## ФРАГМЕНТ ТЕКСТА
◆ ◆ ◆ ◆ ◆ ◆ ◆

Что такое палеогенетика? Какие специалисты работают в этом научном направлении? Какие новые данные становятся доступными благодаря этим исследованиям? Есть ли среди них прорывные? Что это дает человечеству? Рассказывает член-корреспондент РАН Мария Всеволодовна Добровольская, заведующая лабораторией контекстуальной антропологии Института археологии РАН.

Мария Всеволодовна Добровольская. Фото Елены Либрик / Научная Россия

Мария Всеволодовна Добровольская. Фото Елены Либрик / Научная Россия

 

Мария Всеволодовна Добровольская — доктор исторических наук, антрополог, археолог, специалист в области изучения культуры повседневности древнего и средневекового населения России. Сфера научных интересов — историческая экология человека. Это междисциплинарное направление изучает воздействие природных и социальных факторов на различные стороны жизни древних и средневековых обществ, в том числе на демографическую структуру и пищевые традиции. Для реконструкции образа жизни древних людей используются современные высокотехнологичные естественно-научные методы, в частности биологические и химические: палеогеномные данные и анализ изотопного состава химических элементов.

— Мария Всеволодовна, ваши отец и дядя — знаменитые профессора-почвоведы. Можем ли мы сказать, что вы в какой-то степени пошли по их стопам?

◆ ◆ ◆ ◆ ◆ ◆ ◆

## СПИСОК ДАННЫХ
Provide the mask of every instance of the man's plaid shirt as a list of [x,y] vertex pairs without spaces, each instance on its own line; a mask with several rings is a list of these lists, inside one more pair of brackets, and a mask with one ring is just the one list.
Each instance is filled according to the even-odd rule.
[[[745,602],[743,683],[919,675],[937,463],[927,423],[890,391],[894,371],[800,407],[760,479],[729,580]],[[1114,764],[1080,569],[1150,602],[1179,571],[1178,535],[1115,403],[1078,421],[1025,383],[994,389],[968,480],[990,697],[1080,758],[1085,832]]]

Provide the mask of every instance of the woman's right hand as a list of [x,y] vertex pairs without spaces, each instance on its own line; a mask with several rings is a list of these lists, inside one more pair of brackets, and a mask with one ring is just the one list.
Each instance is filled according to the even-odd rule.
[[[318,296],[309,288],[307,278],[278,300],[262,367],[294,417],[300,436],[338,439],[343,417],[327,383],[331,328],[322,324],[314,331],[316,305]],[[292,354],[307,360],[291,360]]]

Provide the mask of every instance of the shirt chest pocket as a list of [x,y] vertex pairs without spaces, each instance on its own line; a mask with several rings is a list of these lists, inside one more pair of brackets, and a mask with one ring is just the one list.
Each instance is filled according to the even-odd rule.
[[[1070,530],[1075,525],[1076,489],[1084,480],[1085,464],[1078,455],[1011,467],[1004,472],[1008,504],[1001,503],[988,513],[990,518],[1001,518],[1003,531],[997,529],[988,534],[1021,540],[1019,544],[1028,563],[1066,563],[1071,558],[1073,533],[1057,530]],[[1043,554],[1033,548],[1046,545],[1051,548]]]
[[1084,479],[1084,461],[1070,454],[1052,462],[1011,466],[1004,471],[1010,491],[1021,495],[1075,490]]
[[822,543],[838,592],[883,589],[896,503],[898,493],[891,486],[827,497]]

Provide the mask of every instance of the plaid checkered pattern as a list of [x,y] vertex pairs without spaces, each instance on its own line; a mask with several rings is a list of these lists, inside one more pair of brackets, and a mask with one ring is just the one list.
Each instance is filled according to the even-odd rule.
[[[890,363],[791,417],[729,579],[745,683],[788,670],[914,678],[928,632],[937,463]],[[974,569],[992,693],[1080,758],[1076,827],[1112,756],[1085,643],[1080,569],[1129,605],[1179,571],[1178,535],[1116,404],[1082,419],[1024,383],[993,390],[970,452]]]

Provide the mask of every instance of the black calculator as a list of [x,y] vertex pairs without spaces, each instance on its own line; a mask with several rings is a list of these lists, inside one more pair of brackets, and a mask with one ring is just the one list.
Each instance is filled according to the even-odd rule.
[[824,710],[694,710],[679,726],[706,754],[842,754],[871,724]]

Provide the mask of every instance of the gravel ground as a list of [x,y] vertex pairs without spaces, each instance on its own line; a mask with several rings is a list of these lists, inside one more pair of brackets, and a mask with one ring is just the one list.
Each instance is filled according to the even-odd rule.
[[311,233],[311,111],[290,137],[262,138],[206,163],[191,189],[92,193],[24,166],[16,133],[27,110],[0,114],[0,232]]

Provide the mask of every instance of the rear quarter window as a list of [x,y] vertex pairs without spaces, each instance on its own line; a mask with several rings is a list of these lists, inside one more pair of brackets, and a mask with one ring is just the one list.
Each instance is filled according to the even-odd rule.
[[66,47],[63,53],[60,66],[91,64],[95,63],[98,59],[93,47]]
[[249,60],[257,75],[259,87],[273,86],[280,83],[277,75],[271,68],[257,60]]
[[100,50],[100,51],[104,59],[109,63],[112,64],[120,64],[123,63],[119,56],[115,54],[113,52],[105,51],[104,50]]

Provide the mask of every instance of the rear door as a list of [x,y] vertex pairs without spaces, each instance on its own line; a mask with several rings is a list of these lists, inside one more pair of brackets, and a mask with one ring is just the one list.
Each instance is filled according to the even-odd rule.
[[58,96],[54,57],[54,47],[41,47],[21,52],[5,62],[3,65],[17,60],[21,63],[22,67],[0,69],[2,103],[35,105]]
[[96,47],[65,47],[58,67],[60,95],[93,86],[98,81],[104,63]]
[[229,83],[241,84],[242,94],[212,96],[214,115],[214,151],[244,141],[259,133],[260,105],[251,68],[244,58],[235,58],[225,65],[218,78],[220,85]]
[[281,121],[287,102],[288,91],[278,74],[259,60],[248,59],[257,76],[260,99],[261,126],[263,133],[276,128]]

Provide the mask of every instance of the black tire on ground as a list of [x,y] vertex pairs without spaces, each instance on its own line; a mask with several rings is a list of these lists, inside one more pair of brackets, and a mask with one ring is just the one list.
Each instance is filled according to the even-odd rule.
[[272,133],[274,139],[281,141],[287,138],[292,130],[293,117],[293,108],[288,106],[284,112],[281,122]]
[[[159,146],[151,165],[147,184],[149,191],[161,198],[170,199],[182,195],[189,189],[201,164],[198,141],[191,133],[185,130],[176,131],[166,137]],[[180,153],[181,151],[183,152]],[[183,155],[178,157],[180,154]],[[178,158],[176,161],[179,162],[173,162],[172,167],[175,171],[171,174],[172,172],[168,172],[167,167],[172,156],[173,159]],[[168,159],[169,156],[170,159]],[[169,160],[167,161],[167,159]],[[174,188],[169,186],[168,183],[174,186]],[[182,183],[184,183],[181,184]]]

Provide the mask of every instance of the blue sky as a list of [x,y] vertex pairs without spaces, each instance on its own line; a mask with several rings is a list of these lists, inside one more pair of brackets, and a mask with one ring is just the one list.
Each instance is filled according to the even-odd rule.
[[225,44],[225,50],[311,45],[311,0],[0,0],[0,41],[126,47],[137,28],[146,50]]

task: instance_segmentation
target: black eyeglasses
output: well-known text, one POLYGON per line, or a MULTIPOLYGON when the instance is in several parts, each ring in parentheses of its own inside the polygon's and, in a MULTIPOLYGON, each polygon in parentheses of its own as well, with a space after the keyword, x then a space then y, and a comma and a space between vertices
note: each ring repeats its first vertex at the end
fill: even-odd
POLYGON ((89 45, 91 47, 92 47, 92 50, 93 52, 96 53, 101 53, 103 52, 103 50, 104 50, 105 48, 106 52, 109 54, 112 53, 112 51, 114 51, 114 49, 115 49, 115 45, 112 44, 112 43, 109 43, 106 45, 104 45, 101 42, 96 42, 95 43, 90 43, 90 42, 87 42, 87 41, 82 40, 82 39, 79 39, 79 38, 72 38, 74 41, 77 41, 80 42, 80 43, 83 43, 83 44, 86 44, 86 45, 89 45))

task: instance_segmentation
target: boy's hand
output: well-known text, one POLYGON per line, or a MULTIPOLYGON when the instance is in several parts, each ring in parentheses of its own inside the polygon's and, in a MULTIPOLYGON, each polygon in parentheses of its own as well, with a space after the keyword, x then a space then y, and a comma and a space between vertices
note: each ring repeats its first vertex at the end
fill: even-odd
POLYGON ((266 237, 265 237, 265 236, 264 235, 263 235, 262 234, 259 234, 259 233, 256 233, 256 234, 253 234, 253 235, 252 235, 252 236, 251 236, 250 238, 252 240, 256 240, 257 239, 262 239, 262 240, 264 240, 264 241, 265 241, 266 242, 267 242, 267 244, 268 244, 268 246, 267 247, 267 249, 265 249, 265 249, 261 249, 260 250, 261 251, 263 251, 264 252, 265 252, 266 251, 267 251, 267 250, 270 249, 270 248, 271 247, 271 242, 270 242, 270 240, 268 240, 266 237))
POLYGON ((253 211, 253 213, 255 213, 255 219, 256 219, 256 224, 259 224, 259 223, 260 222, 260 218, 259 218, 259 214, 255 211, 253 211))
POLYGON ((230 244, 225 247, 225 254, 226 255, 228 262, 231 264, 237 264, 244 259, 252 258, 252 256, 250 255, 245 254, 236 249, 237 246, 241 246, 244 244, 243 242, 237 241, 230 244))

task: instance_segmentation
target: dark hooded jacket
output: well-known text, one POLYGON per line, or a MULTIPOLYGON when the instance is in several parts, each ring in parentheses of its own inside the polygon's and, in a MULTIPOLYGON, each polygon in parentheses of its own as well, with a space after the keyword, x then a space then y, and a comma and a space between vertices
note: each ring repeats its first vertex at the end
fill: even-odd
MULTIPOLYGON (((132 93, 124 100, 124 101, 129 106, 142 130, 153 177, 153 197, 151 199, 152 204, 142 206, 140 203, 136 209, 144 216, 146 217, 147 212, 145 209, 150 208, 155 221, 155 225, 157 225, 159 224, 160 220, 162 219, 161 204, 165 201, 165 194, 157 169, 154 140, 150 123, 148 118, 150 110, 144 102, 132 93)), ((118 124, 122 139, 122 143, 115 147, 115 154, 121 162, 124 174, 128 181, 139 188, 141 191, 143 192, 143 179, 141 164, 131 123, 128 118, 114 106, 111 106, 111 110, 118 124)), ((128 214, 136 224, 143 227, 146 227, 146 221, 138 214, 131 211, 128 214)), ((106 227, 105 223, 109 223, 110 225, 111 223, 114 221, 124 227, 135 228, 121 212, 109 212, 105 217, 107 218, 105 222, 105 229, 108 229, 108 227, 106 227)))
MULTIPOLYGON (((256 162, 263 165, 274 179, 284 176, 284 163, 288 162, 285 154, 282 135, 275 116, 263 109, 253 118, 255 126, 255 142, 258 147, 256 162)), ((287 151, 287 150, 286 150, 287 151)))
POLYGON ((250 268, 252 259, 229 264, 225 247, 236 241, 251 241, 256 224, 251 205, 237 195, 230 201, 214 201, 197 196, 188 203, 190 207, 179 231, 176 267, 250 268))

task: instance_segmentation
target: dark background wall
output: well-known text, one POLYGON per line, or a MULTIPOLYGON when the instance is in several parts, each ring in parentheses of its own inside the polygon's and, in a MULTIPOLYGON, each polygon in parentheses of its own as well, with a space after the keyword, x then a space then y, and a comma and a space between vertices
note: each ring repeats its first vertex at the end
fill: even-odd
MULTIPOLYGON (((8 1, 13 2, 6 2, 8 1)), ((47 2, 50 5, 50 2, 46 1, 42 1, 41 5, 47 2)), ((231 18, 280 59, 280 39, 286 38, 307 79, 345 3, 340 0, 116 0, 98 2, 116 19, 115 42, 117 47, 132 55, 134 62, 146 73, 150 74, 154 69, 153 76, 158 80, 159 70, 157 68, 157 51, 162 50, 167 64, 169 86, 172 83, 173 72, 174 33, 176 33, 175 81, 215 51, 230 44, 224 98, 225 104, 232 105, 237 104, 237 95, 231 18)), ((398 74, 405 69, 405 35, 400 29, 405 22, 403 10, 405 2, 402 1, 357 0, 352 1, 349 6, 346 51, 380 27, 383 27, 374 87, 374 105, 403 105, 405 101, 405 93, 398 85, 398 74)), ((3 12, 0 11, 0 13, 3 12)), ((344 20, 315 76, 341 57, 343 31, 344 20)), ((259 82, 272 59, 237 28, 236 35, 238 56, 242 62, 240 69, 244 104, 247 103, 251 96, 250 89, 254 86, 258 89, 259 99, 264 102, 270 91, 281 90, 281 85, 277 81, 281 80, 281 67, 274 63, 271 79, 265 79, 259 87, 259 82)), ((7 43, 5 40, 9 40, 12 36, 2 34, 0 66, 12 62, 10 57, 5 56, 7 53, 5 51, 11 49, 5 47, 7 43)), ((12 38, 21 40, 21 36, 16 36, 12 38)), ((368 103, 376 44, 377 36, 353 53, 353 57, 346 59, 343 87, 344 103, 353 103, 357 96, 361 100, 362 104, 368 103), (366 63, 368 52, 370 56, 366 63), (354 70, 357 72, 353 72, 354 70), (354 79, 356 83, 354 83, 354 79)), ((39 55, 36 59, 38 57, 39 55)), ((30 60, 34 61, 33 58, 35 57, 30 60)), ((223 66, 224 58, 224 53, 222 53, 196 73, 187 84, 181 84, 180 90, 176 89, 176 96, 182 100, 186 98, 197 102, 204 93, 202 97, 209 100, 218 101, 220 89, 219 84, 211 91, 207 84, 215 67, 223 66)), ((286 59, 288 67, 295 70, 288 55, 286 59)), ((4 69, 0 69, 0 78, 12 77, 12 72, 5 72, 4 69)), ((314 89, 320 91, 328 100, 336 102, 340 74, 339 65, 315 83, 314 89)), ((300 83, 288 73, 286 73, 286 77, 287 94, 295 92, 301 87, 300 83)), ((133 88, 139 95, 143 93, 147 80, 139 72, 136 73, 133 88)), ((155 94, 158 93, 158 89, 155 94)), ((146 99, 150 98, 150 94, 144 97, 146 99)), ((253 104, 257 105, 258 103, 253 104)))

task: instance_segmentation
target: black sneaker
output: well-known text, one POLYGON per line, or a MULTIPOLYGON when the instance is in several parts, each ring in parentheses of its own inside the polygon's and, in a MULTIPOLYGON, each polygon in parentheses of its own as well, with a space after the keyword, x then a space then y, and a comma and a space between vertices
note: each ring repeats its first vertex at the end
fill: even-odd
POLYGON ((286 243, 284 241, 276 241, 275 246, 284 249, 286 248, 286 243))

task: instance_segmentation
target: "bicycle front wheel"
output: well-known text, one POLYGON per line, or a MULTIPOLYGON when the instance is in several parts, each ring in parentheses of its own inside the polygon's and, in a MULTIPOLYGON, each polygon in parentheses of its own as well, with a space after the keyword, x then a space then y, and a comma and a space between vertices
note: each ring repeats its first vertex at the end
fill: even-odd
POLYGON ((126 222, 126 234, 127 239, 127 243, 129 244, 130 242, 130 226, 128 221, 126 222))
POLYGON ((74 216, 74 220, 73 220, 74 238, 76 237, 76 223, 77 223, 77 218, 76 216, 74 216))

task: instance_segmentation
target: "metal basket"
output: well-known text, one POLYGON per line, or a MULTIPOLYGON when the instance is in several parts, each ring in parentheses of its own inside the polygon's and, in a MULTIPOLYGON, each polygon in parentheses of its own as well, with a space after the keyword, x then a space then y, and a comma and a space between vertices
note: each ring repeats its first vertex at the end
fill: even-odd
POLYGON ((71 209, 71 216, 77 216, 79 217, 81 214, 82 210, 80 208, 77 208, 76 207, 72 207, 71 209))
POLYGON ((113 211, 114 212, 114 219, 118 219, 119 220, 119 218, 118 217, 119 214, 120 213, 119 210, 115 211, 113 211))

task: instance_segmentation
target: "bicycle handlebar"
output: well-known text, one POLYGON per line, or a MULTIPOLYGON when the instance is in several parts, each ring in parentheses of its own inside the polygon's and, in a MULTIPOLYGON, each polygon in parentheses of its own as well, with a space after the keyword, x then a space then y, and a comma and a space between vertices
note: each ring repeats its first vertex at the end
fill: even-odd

◆ ◆ ◆ ◆ ◆ ◆ ◆

Воспроизведите без изменений часть текста о палеогенетике между словами «Что такое палеогенетика?» и «Института археологии РАН.» включительно.

Что такое палеогенетика? Какие специалисты работают в этом научном направлении? Какие новые данные становятся доступными благодаря этим исследованиям? Есть ли среди них прорывные? Что это дает человечеству? Рассказывает член-корреспондент РАН Мария Всеволодовна Добровольская, заведующая лабораторией контекстуальной антропологии Института археологии РАН.